Select each line below that contains the word "white", and copy those lines out. Case counts.

-- Start of Data rows --

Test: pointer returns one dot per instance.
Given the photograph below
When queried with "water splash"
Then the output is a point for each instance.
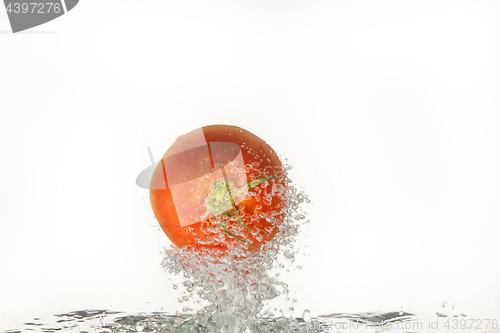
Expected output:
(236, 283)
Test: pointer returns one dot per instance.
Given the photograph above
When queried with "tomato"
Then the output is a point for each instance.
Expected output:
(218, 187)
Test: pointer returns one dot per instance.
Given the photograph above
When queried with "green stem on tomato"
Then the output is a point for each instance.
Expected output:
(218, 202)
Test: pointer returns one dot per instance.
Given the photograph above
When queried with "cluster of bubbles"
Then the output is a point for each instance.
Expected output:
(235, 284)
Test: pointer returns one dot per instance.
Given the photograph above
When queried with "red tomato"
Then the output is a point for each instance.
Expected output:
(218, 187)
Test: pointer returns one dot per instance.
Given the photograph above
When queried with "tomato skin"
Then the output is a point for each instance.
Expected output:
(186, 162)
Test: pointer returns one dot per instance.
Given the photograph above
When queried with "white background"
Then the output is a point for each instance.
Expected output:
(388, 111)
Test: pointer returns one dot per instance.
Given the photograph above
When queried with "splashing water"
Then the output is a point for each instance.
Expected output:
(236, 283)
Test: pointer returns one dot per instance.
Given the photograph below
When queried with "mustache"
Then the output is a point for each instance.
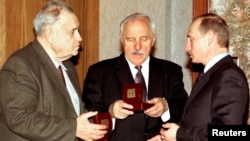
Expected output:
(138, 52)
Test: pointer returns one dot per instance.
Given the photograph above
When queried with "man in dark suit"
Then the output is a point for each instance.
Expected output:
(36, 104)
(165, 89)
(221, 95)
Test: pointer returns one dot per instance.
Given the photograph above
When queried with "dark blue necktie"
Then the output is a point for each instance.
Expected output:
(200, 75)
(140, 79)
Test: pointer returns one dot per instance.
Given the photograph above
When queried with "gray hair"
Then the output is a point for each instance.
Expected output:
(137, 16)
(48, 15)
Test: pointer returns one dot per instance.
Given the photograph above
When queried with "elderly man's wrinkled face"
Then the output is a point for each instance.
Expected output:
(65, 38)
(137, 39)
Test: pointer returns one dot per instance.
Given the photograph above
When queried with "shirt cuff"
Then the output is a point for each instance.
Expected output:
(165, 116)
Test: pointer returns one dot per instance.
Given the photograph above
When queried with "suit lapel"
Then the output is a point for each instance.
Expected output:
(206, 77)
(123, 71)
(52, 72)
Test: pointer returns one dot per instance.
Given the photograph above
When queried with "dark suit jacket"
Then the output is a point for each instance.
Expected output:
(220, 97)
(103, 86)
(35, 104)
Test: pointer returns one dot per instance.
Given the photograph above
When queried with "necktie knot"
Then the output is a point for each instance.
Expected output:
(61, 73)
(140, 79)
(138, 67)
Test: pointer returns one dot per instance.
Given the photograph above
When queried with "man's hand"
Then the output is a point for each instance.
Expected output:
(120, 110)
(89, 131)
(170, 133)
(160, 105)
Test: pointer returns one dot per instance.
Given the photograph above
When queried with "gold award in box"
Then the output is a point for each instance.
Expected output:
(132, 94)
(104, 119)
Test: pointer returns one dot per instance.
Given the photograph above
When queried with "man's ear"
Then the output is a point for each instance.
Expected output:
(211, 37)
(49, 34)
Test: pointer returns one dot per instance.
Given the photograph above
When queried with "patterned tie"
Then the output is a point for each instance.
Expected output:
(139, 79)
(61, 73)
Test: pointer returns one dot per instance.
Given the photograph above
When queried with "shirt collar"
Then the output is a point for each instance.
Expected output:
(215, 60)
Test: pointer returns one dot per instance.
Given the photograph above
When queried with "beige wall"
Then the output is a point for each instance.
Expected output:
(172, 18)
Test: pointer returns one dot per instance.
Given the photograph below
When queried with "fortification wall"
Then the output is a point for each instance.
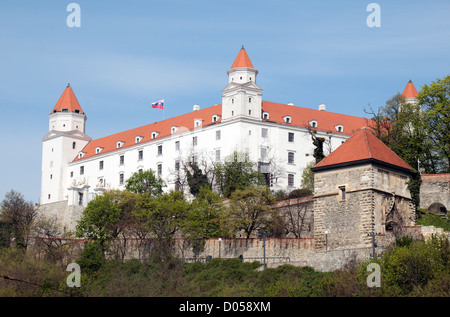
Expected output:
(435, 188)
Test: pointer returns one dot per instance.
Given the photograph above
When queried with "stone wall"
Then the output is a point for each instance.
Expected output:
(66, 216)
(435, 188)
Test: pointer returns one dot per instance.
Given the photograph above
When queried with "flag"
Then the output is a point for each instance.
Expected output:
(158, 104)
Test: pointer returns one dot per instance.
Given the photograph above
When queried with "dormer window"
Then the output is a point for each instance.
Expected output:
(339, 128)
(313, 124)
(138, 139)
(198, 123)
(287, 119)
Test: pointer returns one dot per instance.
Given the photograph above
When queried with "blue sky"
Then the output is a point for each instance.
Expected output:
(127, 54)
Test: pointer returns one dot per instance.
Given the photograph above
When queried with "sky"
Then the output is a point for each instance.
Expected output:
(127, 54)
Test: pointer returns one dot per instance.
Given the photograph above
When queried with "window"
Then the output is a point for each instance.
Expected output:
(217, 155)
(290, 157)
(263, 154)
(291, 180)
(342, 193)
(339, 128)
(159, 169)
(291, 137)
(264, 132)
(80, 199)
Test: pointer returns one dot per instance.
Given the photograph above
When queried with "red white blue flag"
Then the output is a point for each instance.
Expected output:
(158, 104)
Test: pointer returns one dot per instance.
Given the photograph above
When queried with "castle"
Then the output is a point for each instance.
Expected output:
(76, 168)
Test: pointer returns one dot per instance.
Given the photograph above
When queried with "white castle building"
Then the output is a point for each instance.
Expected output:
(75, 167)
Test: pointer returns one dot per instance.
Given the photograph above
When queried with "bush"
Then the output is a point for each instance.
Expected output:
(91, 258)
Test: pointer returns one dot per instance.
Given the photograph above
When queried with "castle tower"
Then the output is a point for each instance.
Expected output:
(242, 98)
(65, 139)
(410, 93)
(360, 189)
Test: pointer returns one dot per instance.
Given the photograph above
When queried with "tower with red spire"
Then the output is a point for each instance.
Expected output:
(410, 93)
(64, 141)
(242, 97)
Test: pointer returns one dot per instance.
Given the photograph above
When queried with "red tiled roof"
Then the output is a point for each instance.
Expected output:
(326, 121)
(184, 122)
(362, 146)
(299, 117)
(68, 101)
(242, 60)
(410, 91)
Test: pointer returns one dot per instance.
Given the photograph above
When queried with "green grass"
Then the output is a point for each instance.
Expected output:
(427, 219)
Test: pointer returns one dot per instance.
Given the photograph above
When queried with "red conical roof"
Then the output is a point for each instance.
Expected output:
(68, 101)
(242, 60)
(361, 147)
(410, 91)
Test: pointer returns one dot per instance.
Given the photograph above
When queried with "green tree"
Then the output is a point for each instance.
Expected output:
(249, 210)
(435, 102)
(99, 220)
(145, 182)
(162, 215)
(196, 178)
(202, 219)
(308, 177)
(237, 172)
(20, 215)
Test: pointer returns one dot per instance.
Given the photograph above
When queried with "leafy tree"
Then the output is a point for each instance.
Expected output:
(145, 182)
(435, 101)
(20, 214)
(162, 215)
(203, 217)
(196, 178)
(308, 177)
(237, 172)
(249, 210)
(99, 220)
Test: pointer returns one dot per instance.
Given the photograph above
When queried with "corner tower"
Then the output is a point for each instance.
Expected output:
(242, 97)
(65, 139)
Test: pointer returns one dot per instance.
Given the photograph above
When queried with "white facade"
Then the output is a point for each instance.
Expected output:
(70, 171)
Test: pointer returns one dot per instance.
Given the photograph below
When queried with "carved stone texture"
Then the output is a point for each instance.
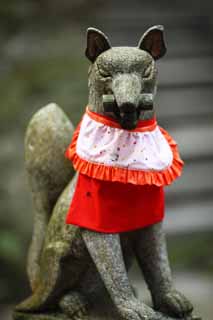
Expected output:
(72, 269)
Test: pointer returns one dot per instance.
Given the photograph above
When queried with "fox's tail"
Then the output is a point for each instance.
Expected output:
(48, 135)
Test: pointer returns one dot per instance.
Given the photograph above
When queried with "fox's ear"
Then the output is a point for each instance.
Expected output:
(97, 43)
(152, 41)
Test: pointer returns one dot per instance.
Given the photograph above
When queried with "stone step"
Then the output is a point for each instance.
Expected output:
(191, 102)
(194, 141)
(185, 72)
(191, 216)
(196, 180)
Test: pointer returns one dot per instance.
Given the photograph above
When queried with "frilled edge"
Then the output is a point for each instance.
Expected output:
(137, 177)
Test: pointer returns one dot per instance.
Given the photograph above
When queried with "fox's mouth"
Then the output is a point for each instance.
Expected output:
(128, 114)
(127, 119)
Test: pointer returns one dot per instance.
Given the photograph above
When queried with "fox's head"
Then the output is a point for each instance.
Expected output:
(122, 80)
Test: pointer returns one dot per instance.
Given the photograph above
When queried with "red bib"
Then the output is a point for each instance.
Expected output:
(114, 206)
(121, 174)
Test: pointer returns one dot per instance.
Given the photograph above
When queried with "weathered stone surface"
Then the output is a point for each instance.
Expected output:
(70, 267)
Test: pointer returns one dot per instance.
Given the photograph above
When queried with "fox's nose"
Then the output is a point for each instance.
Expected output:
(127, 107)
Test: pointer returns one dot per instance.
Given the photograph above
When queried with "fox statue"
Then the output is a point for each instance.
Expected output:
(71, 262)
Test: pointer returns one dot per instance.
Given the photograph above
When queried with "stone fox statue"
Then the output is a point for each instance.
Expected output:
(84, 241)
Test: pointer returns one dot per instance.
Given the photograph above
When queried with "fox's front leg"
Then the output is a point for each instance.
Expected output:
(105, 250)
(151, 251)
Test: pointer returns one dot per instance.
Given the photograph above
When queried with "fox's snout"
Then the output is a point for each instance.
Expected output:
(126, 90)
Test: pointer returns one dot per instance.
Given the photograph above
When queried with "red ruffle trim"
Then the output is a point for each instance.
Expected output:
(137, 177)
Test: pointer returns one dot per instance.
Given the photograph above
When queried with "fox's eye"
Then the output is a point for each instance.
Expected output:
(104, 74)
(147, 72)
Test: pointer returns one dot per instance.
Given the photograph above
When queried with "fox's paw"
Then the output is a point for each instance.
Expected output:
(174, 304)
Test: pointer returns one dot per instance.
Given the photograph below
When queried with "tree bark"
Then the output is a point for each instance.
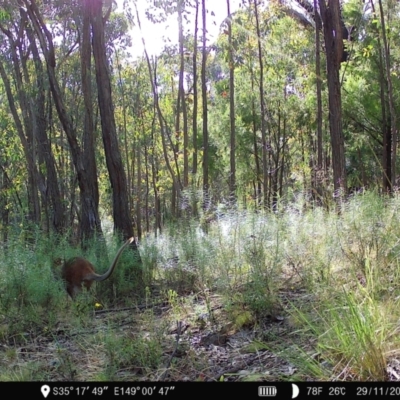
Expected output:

-- End of Data rows --

→ The completed task
When queried with "white background"
When queried with "red white blue flag"
When queried with "white castle building"
When queried with "white facade"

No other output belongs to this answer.